**EXERCISE GOAL**
Please pull out every line below that contains the word "roof". Case counts, so a match must have the same capitalization.

**RECORDS FOR PROCESSING**
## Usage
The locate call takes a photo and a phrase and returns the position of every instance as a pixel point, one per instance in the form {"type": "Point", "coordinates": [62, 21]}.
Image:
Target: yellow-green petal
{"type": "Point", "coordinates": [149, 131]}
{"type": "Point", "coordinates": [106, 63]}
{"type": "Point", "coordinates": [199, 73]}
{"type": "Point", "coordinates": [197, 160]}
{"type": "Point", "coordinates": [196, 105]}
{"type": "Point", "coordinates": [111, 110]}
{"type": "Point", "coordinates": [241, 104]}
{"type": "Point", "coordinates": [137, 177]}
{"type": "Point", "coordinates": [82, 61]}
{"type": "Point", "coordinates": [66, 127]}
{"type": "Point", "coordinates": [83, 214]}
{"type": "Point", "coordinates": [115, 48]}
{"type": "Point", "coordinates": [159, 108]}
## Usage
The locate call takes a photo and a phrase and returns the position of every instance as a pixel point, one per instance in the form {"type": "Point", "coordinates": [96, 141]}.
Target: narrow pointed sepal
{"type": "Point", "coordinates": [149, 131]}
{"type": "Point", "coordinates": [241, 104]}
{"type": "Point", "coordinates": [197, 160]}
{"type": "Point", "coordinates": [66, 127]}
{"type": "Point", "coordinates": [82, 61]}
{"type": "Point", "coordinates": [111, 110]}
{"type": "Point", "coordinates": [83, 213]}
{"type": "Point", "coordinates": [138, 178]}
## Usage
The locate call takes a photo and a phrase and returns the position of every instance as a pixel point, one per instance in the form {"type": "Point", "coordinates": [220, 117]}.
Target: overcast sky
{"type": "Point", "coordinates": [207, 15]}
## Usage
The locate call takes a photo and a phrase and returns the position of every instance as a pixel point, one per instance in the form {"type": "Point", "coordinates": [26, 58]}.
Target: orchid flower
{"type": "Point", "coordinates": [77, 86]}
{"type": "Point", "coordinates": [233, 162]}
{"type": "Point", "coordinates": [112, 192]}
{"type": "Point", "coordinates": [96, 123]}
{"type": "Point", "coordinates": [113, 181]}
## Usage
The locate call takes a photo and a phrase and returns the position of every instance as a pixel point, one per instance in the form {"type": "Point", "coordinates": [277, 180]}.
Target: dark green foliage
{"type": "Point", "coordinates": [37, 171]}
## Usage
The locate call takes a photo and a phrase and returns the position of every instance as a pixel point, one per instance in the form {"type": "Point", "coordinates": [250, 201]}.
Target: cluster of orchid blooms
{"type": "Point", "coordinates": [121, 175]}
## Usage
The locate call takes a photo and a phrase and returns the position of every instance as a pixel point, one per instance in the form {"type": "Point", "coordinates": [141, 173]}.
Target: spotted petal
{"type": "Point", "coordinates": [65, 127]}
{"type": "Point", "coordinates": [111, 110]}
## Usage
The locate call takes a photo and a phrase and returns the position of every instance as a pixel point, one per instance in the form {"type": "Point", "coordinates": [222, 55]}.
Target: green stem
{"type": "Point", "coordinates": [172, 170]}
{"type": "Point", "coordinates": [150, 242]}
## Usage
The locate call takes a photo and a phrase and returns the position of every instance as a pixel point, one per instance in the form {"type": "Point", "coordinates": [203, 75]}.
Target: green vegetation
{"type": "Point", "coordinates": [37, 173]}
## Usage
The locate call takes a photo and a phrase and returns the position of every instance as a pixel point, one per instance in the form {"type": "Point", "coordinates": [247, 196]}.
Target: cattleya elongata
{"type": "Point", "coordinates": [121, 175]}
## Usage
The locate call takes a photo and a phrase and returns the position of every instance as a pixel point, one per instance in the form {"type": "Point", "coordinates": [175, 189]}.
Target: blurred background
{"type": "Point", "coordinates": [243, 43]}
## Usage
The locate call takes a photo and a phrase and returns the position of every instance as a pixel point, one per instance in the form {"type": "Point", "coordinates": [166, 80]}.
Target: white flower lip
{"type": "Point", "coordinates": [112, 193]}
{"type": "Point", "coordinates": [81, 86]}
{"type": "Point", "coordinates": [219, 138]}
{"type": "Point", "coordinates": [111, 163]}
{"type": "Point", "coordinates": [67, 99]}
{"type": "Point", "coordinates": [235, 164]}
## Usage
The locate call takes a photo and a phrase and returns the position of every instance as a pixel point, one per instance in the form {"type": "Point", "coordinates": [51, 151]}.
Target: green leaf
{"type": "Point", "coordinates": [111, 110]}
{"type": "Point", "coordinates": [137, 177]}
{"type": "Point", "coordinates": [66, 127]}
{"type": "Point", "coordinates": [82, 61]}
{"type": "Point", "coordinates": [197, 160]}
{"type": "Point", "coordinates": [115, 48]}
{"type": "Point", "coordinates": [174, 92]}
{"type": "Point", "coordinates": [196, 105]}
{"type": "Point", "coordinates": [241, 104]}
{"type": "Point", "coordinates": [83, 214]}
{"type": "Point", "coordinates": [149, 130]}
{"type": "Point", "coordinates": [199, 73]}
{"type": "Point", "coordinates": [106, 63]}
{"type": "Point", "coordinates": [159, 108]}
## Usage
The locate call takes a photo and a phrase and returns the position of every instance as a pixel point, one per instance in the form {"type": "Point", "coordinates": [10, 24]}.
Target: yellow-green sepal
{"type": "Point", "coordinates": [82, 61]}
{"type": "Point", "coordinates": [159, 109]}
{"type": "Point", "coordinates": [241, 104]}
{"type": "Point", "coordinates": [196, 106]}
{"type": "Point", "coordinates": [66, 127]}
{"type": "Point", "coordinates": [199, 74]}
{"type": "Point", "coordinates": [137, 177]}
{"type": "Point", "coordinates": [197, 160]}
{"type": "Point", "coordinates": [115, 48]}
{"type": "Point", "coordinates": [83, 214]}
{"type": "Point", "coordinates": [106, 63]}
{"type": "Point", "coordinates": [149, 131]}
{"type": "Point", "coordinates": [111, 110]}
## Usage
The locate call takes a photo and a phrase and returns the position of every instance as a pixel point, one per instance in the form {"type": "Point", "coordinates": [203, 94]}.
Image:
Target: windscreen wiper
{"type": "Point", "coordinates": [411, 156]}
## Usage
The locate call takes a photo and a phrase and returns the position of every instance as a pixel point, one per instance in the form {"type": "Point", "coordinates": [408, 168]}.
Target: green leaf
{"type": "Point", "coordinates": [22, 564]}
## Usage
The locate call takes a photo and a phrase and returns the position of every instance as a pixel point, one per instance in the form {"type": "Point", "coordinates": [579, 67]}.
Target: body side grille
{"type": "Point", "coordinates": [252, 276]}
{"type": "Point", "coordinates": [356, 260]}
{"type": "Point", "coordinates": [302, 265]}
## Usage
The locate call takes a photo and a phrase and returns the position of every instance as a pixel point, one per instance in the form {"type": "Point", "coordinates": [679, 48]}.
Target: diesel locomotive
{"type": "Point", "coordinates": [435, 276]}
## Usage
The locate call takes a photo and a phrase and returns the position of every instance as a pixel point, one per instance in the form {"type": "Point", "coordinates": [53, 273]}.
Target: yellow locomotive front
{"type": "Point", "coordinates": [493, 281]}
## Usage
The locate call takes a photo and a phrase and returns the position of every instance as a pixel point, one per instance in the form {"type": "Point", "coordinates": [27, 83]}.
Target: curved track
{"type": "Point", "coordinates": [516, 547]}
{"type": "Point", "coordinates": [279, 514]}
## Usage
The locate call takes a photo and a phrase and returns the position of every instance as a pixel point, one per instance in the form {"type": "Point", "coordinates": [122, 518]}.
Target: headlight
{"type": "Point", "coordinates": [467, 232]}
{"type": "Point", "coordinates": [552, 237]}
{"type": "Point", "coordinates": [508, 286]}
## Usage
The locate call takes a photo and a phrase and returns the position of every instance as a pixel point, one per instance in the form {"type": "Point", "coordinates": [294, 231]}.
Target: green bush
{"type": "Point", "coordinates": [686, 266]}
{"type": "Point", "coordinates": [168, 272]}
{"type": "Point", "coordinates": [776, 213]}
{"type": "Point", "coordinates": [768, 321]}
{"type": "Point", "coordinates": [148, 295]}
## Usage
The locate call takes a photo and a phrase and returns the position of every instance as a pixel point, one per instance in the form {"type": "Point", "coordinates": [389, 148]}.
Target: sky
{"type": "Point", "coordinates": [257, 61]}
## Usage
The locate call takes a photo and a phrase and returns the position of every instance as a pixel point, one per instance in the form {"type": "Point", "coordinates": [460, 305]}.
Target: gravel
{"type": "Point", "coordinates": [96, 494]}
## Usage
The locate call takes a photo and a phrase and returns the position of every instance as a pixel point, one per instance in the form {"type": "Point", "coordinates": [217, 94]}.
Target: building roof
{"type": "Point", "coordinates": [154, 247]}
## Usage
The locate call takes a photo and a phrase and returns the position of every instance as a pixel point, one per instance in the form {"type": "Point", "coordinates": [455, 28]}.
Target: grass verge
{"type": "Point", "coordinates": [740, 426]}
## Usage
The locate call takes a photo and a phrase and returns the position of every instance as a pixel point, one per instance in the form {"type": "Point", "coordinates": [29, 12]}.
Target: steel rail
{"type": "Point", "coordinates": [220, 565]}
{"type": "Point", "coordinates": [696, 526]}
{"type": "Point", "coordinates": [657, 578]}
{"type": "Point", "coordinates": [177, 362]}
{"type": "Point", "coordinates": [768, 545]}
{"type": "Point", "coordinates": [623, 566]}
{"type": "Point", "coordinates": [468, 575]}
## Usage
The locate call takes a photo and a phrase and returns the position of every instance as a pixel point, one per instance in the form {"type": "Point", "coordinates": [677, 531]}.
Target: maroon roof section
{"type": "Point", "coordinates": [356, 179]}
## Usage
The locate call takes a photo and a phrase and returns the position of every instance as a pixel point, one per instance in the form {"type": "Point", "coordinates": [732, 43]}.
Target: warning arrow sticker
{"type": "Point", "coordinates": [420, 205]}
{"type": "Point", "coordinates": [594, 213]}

**RESPONSE TO THE TASK**
Target: building roof
Target: maroon roof section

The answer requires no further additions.